Text shown:
⟨

Hindsight…how does this affect how you watch a replay of a sporting fixture?


My new book State of Origin 40 Years, which has been publicised elsewhere on this site, has been an interesting undertaking for me in more ways than one. It was not merely an addendum to the first two editions of the book (State of Origin 30 Years, and State of Origin 35 Years). For the third edition, I took the opportunity to give the manuscript a significant overhaul. I know I’m a better writer now than I was in the 2000s, and I was keen to upgrade the original product. To achieve this, I watched a DVD of every Origin fixture in chronological order. Years ago I also watched a replay of each match from 1980 to 2014, but not in chronological order. I might have watched a game from 2001 one day, then a game from 1987 the next, then a game from 1984, then a game from 1998 etc.


I’ve been an avid reader of rugby league and cricket books since I was in primary school in the early 1990s. In particular, I was strongly influenced by Bret Harris’s 1992 publication Winfield State of Origin: 1980-1991. As I was keen on reading and writing, I hoped that one day I could be a published author. The key thing was to develop my own style and not merely rehash what others had done.

⟩

To be done:
1) In the post about the State of Origin book, which 1992 publication does the writer say strongly influenced them?
2) Carry the post about the State of Origin book forward from its last sentence.

Data shown:
⟨

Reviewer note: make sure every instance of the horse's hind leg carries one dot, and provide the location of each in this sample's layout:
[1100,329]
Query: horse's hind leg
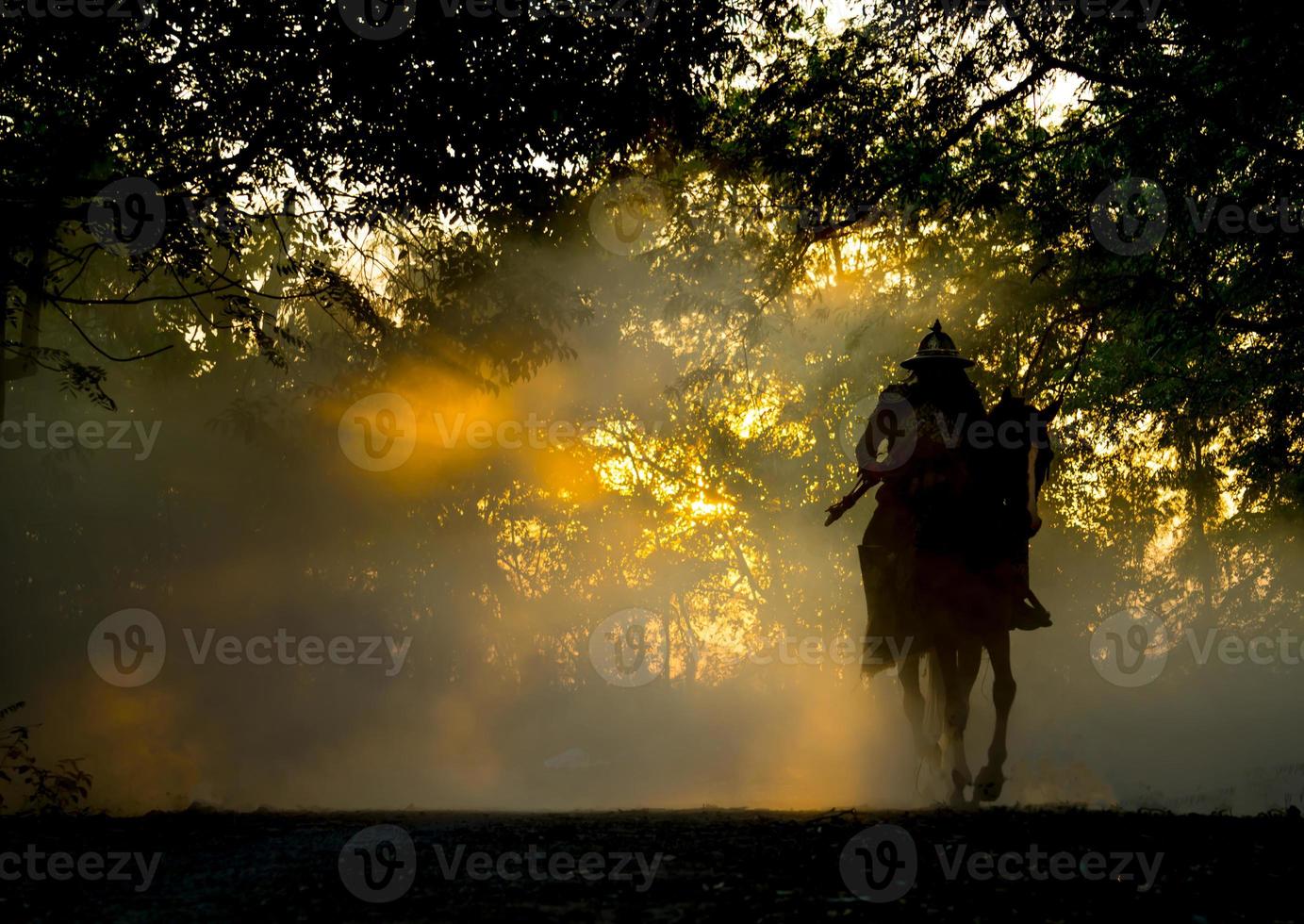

⟩

Answers to the problems:
1) Bret Harris's 1992 publication Winfield State of Origin: 1980-1991.

2)
When painstakingly watching and reviewing every Origin match from 1980 to 2019 over the past couple of years, I found it intriguing to see how one’s perceptions could change throughout the course of time. One thing that always fascinates me about Origin football is how tiny the margin is between success and failure, no matter what the scoreboard says. This was a particular theme that I chose to illuminate throughout the book, because I felt it hadn’t been done before. But something else that occurred to me very strongly is that reviewing a match – with the benefit of hindsight – is vastly different from watching live coverage of a sporting fixture.


I should explain that I previously worked as a sports journalist for a number of non-daily rural newspapers, in towns including Kingaroy, Tumut, Gundagai and Gunnedah. During football and cricket season, I regularly wrote match previews and match reports. But I must emphasise that I provided coverage of country sport rather than professional sport, meaning the pressure, scrutiny, demands and competition were not as intense in my field compared to the NRL or Cricket Australia. In country sport, there wasn’t anything at stake compared with professional sport. The same could be said about the newspapers I worked for, as country and rural publications were unlike outlets such as Fox Sports (or any TV network), the Daily Telegraph, Sydney Morning Herald, Canberra Times, Courier-Mail or Herald Sun.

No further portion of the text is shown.